→ **Work task**:
Lines before the one containing "holding umbrella shown in the photo above." are left out; copy that line and every later line through the end of the data exactly.

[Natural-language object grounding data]
▬▬▬▬▬▬
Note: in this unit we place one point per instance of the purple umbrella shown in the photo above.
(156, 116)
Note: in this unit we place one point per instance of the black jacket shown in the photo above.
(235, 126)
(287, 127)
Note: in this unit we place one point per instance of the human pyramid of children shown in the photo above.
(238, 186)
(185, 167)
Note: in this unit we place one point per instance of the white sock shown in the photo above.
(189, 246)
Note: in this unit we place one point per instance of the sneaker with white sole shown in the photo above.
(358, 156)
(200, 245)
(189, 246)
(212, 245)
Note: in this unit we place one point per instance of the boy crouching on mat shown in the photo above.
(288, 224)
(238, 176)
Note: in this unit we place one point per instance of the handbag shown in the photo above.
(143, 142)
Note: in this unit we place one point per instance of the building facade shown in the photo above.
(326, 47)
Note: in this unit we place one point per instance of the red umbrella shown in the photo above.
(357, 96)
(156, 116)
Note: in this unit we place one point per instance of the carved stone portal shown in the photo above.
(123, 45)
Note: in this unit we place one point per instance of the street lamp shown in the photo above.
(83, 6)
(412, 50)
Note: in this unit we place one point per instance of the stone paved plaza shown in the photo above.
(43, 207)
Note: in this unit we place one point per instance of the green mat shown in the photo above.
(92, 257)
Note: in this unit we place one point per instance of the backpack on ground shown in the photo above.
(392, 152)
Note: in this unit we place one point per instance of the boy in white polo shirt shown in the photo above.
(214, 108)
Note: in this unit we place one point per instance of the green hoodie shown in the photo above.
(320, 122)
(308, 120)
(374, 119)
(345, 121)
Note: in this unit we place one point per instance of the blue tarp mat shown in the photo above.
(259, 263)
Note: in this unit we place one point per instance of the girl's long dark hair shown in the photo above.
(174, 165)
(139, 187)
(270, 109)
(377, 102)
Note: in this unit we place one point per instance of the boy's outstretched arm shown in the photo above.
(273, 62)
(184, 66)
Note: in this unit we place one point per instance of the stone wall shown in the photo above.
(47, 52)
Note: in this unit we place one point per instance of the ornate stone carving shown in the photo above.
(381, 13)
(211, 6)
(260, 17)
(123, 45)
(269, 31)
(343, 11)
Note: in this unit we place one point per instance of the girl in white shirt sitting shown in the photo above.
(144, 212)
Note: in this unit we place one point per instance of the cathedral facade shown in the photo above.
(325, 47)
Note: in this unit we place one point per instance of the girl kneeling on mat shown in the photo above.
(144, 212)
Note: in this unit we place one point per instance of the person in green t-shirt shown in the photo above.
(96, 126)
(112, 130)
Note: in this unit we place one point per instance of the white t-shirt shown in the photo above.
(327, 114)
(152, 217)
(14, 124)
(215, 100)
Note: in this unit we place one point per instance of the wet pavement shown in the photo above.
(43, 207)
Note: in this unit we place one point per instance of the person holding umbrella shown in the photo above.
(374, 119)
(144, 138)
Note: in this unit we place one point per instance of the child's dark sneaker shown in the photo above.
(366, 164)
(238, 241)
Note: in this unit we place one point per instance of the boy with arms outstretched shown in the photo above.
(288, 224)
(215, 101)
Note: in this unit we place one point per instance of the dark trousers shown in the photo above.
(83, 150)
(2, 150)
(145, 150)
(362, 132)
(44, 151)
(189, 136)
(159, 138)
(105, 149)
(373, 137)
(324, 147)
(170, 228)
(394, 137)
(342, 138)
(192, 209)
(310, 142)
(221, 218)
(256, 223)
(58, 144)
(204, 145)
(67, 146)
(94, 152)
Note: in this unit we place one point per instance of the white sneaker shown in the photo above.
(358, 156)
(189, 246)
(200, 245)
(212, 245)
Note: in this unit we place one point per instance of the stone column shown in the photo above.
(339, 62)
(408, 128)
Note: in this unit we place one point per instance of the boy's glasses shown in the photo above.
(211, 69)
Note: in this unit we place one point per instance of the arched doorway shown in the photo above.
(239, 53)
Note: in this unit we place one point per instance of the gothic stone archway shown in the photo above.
▬▬▬▬▬▬
→ **Solution to this exercise**:
Note: in this unit we place one point per instance of the person holding umbrella shown in the photo above.
(374, 119)
(144, 138)
Note: in this unit we place one point per instance of the child's dark sneaker shown in the photo above.
(366, 164)
(238, 241)
Note: in this unit we place one point per instance of the boy with arms outstretched shown in the photo above.
(288, 224)
(215, 101)
Note: in this unit we place one point per instance of the dark trousers shown in the photo above.
(83, 150)
(2, 150)
(145, 150)
(362, 132)
(44, 151)
(189, 136)
(159, 138)
(105, 149)
(373, 137)
(324, 147)
(170, 228)
(394, 137)
(342, 138)
(192, 209)
(310, 142)
(221, 218)
(256, 223)
(58, 144)
(204, 145)
(67, 146)
(94, 152)
Note: in this unit we place one point per instance of the white sneaker shown in the photo above.
(358, 156)
(189, 246)
(200, 245)
(212, 245)
Note: in this unit we place one point per instance of the stone column shown in the photo above.
(339, 62)
(408, 128)
Note: in this unit we place one point per instance of the boy's glasses shown in the photo above.
(211, 69)
Note: in this unit we place one point per instance of the arched doorway shown in the photo above.
(239, 53)
Note: in this unit we place one point per instance of the gothic stone archway shown in the photo above.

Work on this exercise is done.